= To-do list =
**1.** Which people are named in the blog post below?
**2.** In the blog post below, what topic do Kevin Drum and Matt Yglesias argue about?

* Start Extracted text *

Wednesday, April 14, 2010

Mainstream Liberals, 2010

As I write this, there's a Tea Party even in Boston, complete with Sarah Palin.  I'm sure there are plenty of signs about socialism, and perhaps even communism, around.  Liberals have, of course, laughed at these sort of accusations -- and with good reason.  Do you want to see a good example?  I have a great one, in a back-and-forth between two liberals in good standing, Kevin Drum and Matt Yglesias.  Both are certainly liberals; for example, on health care reform, both preferred a bill with a public option, but had no difficultly strongly supporting the eventual, compromised, bill that became law.  I'd guess that they would both self-identify right around where the modal House Democrat is, ideologically.

Their topic?  Airlines charging for carry-on bags.  To simplify: Yglesias is for it, pointing out the potential advantages to consumers of market forces.  Drum is against it, arguing that the hassle of dealing with too many choices outweighs the economic gains (FWIW, I'm with Drum on this one, I think).

* End Extracted text *
* Start Provided data *

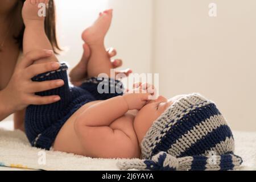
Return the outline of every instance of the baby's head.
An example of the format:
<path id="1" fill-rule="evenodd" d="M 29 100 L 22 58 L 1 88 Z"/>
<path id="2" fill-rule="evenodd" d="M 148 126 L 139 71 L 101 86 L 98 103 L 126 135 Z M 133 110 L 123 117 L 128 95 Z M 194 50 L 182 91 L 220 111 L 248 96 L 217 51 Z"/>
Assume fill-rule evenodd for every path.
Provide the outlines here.
<path id="1" fill-rule="evenodd" d="M 135 119 L 156 117 L 141 141 L 142 160 L 119 163 L 120 168 L 229 170 L 241 165 L 242 159 L 233 153 L 231 130 L 213 102 L 199 94 L 158 100 L 145 106 Z M 154 105 L 158 109 L 153 113 L 149 107 Z M 150 113 L 145 115 L 144 111 Z"/>

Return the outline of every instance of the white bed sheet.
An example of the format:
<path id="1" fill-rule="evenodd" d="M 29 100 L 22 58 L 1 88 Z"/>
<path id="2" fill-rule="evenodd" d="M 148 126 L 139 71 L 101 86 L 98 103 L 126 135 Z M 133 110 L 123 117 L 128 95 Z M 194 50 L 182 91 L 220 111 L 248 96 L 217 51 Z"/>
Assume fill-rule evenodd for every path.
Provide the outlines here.
<path id="1" fill-rule="evenodd" d="M 243 160 L 241 170 L 256 171 L 256 132 L 234 131 L 236 154 Z M 92 159 L 63 152 L 46 151 L 48 166 L 40 168 L 35 161 L 39 150 L 31 147 L 25 135 L 20 131 L 13 131 L 11 121 L 0 122 L 0 163 L 24 164 L 46 170 L 118 170 L 115 164 L 118 160 Z M 19 152 L 17 152 L 19 151 Z M 1 155 L 3 154 L 3 159 Z M 28 156 L 27 156 L 28 155 Z M 34 156 L 34 157 L 33 157 Z M 34 159 L 33 158 L 35 158 Z M 2 161 L 1 161 L 2 160 Z M 2 167 L 0 170 L 23 170 Z"/>

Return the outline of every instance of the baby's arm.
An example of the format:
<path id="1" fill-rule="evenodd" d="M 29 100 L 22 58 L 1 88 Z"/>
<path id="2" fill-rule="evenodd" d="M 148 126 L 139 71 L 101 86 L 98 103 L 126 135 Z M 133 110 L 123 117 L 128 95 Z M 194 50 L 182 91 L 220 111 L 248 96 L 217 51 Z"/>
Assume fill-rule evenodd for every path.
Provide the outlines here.
<path id="1" fill-rule="evenodd" d="M 109 126 L 129 110 L 142 108 L 149 94 L 118 96 L 96 104 L 82 113 L 75 122 L 75 130 L 84 150 L 90 148 L 90 153 L 86 154 L 94 158 L 134 158 L 138 154 L 137 139 Z"/>

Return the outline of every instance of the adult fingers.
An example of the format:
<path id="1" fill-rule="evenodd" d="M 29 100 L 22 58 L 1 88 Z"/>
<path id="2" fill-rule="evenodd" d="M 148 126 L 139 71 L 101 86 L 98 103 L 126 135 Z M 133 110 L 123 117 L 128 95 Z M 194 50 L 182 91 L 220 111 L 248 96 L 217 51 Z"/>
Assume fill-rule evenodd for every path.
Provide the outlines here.
<path id="1" fill-rule="evenodd" d="M 58 69 L 60 66 L 60 64 L 57 62 L 33 64 L 26 68 L 26 77 L 31 78 L 38 75 Z"/>
<path id="2" fill-rule="evenodd" d="M 106 49 L 106 51 L 108 52 L 109 58 L 115 56 L 117 54 L 117 50 L 113 47 L 109 48 Z"/>
<path id="3" fill-rule="evenodd" d="M 31 65 L 34 61 L 39 59 L 49 57 L 53 54 L 51 50 L 35 50 L 27 53 L 18 65 L 20 68 L 26 68 Z"/>
<path id="4" fill-rule="evenodd" d="M 42 82 L 32 82 L 30 90 L 31 93 L 37 93 L 53 89 L 63 86 L 64 82 L 62 80 L 45 81 Z"/>
<path id="5" fill-rule="evenodd" d="M 33 96 L 29 99 L 29 102 L 32 105 L 46 105 L 56 102 L 60 100 L 60 97 L 59 96 Z"/>

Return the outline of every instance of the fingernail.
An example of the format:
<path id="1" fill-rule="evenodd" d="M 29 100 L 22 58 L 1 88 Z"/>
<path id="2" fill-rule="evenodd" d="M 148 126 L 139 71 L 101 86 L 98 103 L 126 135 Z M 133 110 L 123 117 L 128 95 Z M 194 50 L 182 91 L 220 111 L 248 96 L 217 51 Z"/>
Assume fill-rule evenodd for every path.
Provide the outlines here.
<path id="1" fill-rule="evenodd" d="M 59 96 L 55 97 L 53 98 L 53 101 L 59 101 L 59 100 L 60 100 L 60 97 Z"/>
<path id="2" fill-rule="evenodd" d="M 52 67 L 53 69 L 57 69 L 60 67 L 60 64 L 59 63 L 52 63 Z"/>
<path id="3" fill-rule="evenodd" d="M 57 86 L 61 86 L 64 85 L 64 81 L 63 80 L 59 80 L 57 81 L 56 81 L 56 84 Z"/>
<path id="4" fill-rule="evenodd" d="M 53 51 L 52 50 L 45 50 L 46 53 L 48 55 L 52 55 L 53 54 Z"/>

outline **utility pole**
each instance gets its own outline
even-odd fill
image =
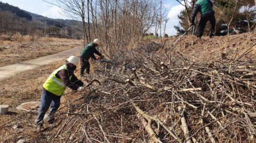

* End Provided data *

= Answers for the tasks =
**1.** Sarah Palin, Kevin Drum, Matt Yglesias

**2.** Airlines charging for carry-on bags.